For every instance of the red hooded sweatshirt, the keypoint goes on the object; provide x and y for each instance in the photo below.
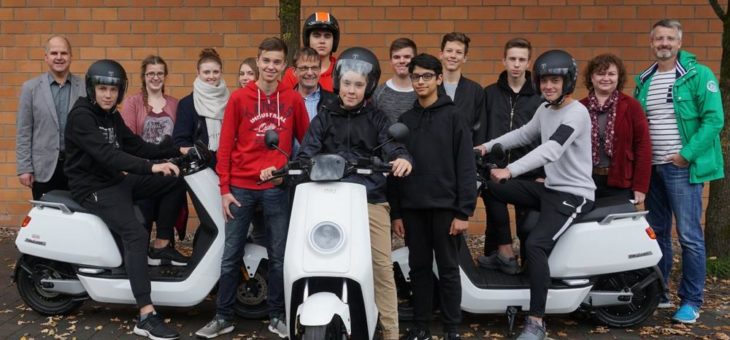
(242, 153)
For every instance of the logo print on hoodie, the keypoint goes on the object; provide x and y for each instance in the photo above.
(110, 135)
(269, 115)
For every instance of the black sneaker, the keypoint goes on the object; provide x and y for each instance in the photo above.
(498, 262)
(418, 334)
(166, 256)
(154, 327)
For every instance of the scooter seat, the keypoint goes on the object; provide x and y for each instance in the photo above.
(606, 206)
(64, 197)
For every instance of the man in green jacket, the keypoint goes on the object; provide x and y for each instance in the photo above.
(682, 102)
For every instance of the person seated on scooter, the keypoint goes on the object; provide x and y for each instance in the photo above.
(260, 106)
(108, 169)
(563, 126)
(352, 128)
(431, 208)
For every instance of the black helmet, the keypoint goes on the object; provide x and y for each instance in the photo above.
(321, 21)
(105, 72)
(360, 60)
(556, 63)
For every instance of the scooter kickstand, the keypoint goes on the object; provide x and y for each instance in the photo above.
(511, 315)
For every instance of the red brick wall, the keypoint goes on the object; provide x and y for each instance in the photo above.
(178, 29)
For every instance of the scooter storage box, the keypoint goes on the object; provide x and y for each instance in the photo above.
(72, 237)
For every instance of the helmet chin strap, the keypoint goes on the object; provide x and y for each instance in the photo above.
(556, 103)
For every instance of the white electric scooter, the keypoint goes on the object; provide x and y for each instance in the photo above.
(328, 277)
(605, 264)
(69, 254)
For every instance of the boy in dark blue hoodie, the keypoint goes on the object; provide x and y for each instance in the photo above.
(431, 207)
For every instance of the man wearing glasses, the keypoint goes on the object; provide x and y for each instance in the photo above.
(44, 105)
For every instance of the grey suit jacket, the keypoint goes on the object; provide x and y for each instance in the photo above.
(39, 134)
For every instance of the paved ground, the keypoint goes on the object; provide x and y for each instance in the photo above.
(106, 321)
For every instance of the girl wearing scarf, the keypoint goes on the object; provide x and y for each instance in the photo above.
(200, 114)
(619, 133)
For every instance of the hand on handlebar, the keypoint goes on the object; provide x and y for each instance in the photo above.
(500, 175)
(166, 169)
(401, 167)
(482, 149)
(268, 173)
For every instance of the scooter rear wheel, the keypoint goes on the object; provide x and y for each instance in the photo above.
(643, 303)
(29, 272)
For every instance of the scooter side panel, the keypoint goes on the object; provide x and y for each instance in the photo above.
(199, 283)
(496, 301)
(589, 249)
(77, 238)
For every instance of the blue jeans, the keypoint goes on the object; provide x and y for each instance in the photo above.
(276, 219)
(670, 192)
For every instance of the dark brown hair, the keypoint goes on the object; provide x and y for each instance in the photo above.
(518, 43)
(401, 43)
(273, 44)
(209, 54)
(456, 36)
(601, 63)
(151, 60)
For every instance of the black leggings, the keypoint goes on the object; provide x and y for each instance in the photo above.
(427, 234)
(557, 211)
(114, 205)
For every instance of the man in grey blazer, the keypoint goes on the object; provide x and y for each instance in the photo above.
(44, 105)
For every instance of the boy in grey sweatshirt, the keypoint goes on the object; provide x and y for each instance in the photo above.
(564, 127)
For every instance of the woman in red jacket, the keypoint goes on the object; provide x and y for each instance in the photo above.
(620, 132)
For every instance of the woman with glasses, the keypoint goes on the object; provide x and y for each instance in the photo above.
(200, 114)
(151, 115)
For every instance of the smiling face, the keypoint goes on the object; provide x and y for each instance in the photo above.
(270, 64)
(665, 42)
(106, 96)
(352, 89)
(322, 41)
(453, 55)
(551, 87)
(210, 73)
(58, 56)
(245, 75)
(399, 60)
(154, 77)
(516, 61)
(605, 81)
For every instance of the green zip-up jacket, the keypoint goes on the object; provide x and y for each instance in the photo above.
(698, 106)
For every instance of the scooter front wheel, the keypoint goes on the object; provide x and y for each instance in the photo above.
(252, 293)
(29, 272)
(643, 303)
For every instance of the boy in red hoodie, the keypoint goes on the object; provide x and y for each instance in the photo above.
(251, 111)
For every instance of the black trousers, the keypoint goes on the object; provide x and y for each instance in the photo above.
(427, 234)
(57, 182)
(557, 211)
(114, 205)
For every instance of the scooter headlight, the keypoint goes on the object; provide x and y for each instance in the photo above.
(327, 237)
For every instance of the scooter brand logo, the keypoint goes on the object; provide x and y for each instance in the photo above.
(38, 242)
(646, 253)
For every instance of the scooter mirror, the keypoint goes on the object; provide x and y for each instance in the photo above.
(398, 132)
(271, 138)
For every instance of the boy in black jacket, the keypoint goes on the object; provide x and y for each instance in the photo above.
(431, 207)
(108, 168)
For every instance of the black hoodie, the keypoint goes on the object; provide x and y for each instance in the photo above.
(507, 111)
(100, 147)
(353, 134)
(444, 172)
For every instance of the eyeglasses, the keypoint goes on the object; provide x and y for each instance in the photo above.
(155, 74)
(310, 68)
(426, 76)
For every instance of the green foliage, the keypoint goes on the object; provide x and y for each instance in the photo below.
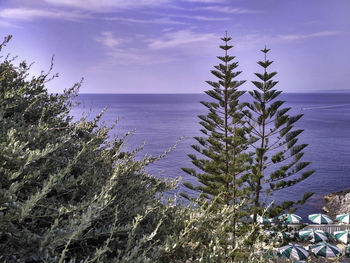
(68, 192)
(277, 154)
(223, 160)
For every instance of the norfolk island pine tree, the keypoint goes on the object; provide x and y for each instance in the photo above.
(275, 143)
(224, 143)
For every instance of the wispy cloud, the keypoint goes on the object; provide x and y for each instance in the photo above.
(4, 23)
(32, 14)
(228, 9)
(183, 44)
(200, 18)
(106, 5)
(119, 54)
(292, 37)
(109, 40)
(180, 39)
(160, 21)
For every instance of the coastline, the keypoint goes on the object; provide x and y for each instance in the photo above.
(337, 203)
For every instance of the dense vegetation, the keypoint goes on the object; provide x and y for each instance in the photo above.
(70, 193)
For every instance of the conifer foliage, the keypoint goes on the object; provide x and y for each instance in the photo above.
(278, 155)
(222, 158)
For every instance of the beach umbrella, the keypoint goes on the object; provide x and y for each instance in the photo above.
(315, 235)
(344, 218)
(320, 219)
(290, 218)
(262, 220)
(324, 249)
(343, 236)
(293, 251)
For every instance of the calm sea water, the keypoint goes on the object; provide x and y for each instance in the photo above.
(160, 120)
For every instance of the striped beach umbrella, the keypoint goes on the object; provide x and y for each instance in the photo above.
(262, 220)
(343, 236)
(344, 218)
(290, 218)
(314, 235)
(293, 251)
(320, 219)
(325, 249)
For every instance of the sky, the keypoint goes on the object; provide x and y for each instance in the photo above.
(170, 46)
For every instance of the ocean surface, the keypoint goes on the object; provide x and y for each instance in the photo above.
(160, 120)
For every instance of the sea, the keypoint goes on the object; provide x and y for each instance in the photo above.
(159, 121)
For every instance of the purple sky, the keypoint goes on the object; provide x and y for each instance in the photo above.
(169, 46)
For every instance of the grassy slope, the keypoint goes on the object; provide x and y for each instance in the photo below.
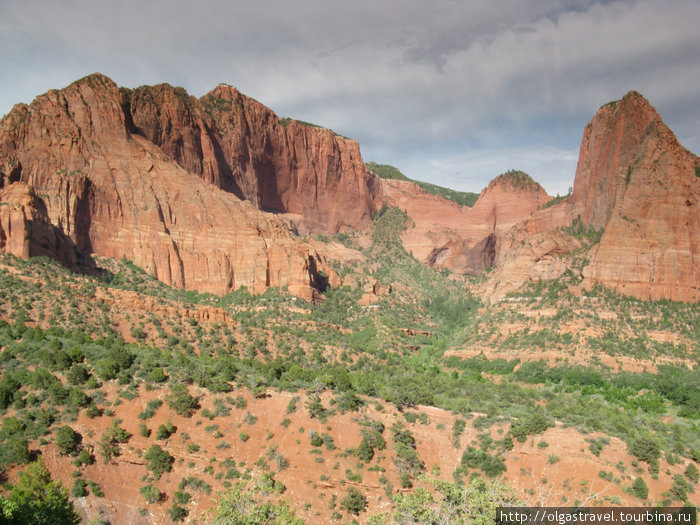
(462, 198)
(416, 346)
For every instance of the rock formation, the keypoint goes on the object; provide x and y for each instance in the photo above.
(78, 166)
(635, 182)
(239, 145)
(462, 239)
(647, 197)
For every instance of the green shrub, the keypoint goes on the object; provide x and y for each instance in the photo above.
(158, 461)
(354, 501)
(79, 488)
(67, 440)
(181, 401)
(640, 489)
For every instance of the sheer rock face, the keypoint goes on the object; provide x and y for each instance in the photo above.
(240, 146)
(462, 239)
(90, 175)
(648, 203)
(637, 183)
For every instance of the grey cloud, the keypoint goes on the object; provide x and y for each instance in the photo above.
(448, 80)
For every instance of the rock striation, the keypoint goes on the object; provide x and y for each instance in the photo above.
(636, 183)
(242, 147)
(462, 239)
(647, 196)
(95, 169)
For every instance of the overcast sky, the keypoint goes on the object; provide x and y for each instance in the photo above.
(450, 92)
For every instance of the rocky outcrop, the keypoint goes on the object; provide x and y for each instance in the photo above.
(242, 147)
(113, 192)
(635, 182)
(462, 239)
(648, 203)
(25, 230)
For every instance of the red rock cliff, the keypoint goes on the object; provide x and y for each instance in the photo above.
(112, 192)
(462, 239)
(637, 181)
(241, 146)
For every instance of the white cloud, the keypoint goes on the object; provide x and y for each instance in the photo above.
(437, 84)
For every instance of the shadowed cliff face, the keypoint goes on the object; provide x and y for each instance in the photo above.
(239, 145)
(638, 184)
(637, 181)
(104, 175)
(462, 239)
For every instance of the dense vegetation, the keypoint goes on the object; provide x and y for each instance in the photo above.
(463, 198)
(421, 344)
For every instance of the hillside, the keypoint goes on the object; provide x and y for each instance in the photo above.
(385, 171)
(207, 310)
(245, 382)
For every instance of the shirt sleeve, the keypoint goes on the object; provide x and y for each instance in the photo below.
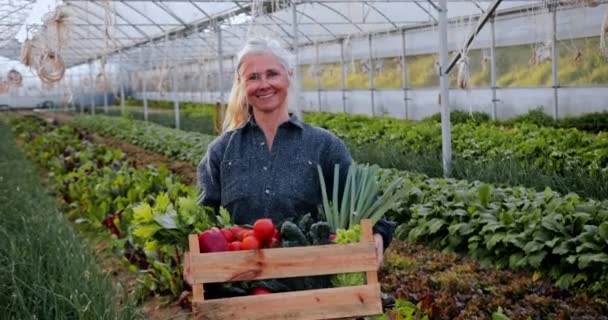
(208, 178)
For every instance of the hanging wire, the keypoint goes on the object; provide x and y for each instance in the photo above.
(604, 36)
(14, 78)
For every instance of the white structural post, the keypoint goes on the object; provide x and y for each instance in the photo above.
(201, 82)
(444, 82)
(493, 67)
(122, 85)
(404, 74)
(105, 99)
(92, 87)
(317, 78)
(371, 74)
(143, 84)
(175, 99)
(220, 59)
(554, 60)
(342, 75)
(296, 70)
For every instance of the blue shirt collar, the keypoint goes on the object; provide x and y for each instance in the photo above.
(293, 120)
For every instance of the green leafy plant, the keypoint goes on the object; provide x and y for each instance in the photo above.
(361, 198)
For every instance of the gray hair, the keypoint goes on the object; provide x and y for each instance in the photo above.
(266, 45)
(237, 111)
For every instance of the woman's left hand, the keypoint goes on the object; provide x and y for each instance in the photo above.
(379, 249)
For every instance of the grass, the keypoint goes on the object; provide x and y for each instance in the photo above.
(46, 270)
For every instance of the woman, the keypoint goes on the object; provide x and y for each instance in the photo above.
(264, 165)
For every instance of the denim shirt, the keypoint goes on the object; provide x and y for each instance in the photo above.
(251, 182)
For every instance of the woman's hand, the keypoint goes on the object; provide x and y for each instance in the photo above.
(379, 249)
(187, 274)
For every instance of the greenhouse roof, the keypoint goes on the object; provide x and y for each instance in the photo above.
(187, 30)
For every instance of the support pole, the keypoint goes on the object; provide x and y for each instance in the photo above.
(296, 71)
(554, 60)
(493, 68)
(342, 75)
(404, 74)
(317, 76)
(444, 82)
(143, 84)
(92, 88)
(220, 59)
(122, 85)
(176, 99)
(105, 100)
(371, 74)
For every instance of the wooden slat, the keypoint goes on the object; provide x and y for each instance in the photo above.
(331, 303)
(283, 262)
(197, 288)
(366, 235)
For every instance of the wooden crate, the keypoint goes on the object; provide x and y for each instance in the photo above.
(332, 303)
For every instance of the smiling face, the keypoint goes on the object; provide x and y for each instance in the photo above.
(266, 82)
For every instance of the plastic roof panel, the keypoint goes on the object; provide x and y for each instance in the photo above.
(139, 23)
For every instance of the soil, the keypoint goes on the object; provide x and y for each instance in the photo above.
(443, 285)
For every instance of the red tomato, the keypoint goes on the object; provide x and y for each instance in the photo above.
(234, 246)
(264, 229)
(241, 234)
(274, 242)
(250, 243)
(227, 234)
(257, 291)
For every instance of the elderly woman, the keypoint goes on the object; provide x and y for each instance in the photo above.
(264, 165)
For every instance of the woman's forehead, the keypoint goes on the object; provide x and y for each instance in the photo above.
(259, 62)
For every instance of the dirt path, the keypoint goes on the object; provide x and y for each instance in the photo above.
(135, 154)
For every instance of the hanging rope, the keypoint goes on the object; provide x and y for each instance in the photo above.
(604, 37)
(27, 53)
(463, 78)
(50, 67)
(4, 86)
(14, 78)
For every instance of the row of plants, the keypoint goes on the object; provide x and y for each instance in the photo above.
(188, 121)
(563, 237)
(150, 222)
(175, 144)
(99, 189)
(522, 216)
(563, 159)
(592, 122)
(46, 270)
(556, 150)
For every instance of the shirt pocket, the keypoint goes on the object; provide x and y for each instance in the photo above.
(234, 176)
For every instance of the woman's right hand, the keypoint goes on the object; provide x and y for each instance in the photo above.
(187, 273)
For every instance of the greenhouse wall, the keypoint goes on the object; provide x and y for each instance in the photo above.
(423, 102)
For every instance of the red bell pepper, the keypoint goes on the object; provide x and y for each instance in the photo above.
(212, 240)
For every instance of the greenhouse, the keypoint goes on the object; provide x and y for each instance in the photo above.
(304, 159)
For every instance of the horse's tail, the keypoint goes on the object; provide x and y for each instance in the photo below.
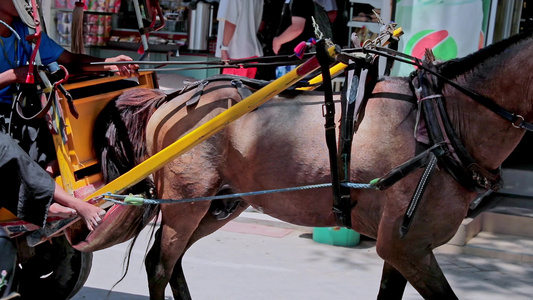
(119, 139)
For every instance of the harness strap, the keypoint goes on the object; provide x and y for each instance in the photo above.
(341, 196)
(457, 160)
(419, 191)
(516, 120)
(400, 172)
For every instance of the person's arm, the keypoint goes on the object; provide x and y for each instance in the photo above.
(229, 30)
(17, 75)
(81, 62)
(332, 15)
(293, 31)
(88, 212)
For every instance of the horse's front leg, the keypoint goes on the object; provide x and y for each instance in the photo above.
(208, 225)
(178, 283)
(178, 223)
(392, 283)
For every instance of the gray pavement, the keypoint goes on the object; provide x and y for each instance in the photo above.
(248, 264)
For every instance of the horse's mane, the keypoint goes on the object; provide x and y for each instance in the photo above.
(459, 66)
(119, 134)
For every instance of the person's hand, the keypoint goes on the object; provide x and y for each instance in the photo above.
(20, 74)
(92, 215)
(127, 70)
(224, 56)
(276, 45)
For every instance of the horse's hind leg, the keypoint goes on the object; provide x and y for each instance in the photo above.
(392, 283)
(419, 267)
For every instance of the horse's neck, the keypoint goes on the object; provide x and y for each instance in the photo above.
(488, 137)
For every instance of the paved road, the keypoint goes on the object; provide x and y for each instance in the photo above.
(247, 261)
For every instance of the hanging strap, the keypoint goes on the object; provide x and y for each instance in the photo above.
(341, 196)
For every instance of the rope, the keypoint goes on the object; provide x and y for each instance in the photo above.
(139, 200)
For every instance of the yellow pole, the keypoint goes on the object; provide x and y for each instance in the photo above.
(198, 135)
(333, 71)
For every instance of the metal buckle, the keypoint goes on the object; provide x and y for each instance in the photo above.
(519, 118)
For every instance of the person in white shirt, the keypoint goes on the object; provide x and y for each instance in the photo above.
(239, 22)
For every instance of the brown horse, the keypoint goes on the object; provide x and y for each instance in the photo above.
(281, 144)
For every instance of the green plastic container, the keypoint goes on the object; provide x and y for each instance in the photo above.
(336, 236)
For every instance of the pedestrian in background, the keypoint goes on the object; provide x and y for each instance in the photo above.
(239, 22)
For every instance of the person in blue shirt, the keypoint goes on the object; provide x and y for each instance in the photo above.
(14, 56)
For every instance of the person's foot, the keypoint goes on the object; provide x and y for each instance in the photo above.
(58, 210)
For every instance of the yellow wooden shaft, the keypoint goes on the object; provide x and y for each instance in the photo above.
(333, 71)
(193, 138)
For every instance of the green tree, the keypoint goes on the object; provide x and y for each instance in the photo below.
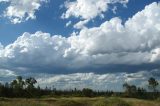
(87, 92)
(153, 83)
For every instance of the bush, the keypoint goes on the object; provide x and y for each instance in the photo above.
(68, 103)
(111, 102)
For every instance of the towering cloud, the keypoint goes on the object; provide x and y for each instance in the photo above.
(22, 10)
(134, 43)
(88, 9)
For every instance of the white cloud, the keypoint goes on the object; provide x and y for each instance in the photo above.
(81, 24)
(22, 10)
(112, 43)
(68, 23)
(110, 81)
(88, 9)
(4, 0)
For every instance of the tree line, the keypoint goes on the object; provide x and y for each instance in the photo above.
(25, 88)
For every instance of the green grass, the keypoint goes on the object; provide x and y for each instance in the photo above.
(78, 101)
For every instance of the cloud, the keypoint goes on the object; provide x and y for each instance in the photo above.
(111, 47)
(88, 9)
(81, 24)
(68, 23)
(4, 0)
(22, 10)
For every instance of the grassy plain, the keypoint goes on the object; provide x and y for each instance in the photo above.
(78, 101)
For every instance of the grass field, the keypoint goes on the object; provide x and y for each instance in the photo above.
(78, 101)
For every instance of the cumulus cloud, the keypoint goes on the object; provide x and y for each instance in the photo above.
(88, 9)
(22, 10)
(110, 81)
(68, 23)
(135, 43)
(81, 24)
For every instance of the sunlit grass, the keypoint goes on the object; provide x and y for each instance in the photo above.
(78, 101)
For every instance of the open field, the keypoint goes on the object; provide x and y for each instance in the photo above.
(78, 101)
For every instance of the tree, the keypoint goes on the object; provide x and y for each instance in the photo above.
(30, 82)
(87, 92)
(153, 83)
(130, 90)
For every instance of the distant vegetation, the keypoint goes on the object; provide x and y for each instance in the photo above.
(25, 88)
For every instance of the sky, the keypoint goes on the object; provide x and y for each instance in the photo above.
(97, 44)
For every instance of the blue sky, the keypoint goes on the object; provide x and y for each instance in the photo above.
(48, 19)
(105, 42)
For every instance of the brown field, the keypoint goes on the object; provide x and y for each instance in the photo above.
(78, 101)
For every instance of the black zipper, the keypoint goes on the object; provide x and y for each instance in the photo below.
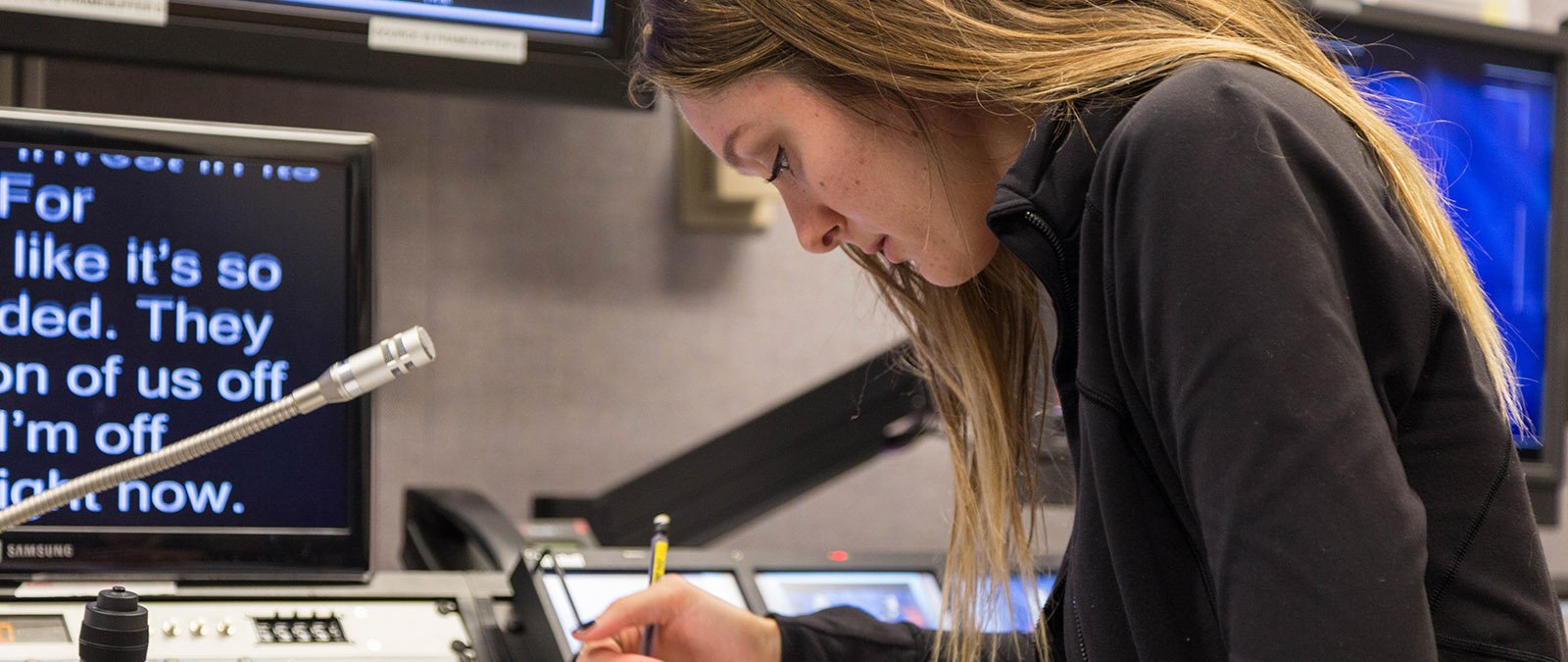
(1078, 627)
(1062, 262)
====================
THE PROBLEM:
Please copy the entries from the line with "For every instance of the brown field, the" through the last of the entries, swapping "black zipper" for "metal zipper" and keeping everything else the same. Omit the picture from your answer.

SOLUTION TO THIS EXERCISE:
For every instance of the brown field, the keypoint goes on the object; provide x and y for each instance in the photo above.
(78, 101)
For every instance of the metal zipper, the keypoint goes on the object; provide x and y for each instance in the photo below.
(1078, 627)
(1062, 262)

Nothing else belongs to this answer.